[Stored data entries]
● ● ● ●
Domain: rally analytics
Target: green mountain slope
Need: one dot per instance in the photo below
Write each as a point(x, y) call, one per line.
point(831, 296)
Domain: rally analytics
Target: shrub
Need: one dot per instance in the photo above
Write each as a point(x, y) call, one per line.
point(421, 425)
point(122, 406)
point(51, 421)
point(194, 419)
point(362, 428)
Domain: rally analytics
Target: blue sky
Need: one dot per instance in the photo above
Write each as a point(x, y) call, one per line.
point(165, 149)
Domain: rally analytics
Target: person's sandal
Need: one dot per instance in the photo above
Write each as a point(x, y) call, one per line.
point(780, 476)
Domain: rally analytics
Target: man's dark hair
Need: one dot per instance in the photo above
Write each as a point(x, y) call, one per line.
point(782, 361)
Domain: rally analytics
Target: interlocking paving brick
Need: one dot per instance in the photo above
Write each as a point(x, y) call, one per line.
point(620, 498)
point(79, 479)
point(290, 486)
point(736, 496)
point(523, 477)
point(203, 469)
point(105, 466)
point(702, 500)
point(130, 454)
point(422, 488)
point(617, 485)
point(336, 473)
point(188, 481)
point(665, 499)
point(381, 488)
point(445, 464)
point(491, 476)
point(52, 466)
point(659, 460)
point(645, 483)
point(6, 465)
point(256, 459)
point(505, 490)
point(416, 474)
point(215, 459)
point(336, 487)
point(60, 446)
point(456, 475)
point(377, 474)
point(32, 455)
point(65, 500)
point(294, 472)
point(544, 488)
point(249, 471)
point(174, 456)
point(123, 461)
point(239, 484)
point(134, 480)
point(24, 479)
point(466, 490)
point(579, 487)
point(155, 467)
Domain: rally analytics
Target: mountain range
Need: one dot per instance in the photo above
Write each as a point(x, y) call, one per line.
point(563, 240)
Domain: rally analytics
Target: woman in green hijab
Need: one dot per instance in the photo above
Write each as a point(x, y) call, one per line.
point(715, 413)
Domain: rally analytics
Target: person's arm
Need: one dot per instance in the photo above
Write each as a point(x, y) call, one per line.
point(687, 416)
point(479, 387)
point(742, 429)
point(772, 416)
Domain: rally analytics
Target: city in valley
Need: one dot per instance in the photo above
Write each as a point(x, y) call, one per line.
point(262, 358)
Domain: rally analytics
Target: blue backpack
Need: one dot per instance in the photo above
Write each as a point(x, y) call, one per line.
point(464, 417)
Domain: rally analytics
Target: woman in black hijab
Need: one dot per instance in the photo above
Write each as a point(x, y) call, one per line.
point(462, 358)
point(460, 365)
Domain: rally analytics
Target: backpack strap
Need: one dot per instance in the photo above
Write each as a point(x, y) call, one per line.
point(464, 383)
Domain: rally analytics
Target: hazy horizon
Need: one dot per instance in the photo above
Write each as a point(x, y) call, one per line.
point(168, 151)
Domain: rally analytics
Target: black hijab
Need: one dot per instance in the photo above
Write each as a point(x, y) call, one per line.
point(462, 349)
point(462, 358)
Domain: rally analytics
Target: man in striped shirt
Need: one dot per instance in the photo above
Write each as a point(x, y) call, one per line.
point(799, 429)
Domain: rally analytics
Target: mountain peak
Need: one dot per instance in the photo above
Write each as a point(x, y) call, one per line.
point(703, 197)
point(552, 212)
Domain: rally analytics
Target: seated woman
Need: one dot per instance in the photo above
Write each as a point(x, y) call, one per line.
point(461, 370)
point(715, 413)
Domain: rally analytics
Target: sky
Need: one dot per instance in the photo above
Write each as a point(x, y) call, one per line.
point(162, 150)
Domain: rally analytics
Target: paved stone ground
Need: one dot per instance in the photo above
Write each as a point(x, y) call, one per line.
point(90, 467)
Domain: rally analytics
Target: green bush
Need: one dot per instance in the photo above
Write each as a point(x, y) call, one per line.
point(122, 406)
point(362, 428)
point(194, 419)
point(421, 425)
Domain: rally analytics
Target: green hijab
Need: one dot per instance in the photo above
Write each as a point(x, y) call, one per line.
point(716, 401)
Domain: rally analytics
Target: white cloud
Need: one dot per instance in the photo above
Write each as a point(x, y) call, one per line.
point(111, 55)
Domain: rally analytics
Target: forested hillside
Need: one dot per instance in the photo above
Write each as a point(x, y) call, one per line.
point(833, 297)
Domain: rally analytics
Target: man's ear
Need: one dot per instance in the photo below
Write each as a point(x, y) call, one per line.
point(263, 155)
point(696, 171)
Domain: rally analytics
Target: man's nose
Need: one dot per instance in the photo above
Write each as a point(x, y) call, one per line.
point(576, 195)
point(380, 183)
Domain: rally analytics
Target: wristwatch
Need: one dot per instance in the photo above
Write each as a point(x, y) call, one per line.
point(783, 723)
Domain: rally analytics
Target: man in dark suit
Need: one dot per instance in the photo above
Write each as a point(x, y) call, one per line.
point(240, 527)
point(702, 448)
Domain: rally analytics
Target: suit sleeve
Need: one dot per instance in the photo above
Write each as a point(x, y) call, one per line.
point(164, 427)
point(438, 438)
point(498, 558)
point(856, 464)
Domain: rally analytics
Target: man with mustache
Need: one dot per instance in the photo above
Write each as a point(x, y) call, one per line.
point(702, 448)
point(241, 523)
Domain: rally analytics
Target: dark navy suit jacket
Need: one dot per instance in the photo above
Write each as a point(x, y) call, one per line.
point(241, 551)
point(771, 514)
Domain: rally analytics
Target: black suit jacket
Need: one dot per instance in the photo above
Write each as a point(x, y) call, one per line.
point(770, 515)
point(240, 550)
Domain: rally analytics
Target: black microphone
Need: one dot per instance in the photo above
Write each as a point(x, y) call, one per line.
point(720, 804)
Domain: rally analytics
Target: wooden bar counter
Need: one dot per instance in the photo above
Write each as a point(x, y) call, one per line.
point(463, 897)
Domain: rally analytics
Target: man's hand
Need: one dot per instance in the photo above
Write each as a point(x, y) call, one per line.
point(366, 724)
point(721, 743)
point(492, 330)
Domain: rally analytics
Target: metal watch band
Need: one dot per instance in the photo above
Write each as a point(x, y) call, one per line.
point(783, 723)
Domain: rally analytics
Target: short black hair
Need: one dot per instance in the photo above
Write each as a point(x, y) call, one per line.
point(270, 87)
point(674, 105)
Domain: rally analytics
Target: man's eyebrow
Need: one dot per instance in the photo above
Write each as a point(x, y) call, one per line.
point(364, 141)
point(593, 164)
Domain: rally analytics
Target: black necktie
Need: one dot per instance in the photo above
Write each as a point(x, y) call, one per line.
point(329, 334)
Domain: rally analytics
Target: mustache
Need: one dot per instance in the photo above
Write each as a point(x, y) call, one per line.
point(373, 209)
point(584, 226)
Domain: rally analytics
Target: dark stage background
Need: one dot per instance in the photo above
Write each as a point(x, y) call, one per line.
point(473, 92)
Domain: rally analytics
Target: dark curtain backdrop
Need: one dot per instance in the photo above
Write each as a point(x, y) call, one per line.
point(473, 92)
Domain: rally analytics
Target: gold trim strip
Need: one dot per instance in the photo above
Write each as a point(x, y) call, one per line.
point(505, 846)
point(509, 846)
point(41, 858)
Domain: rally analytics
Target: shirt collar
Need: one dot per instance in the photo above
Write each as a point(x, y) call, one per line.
● ● ● ●
- **What the exercise asks**: Determine how many lines of the data above contain the string "green", and answer with the number only.

- **Response**: 4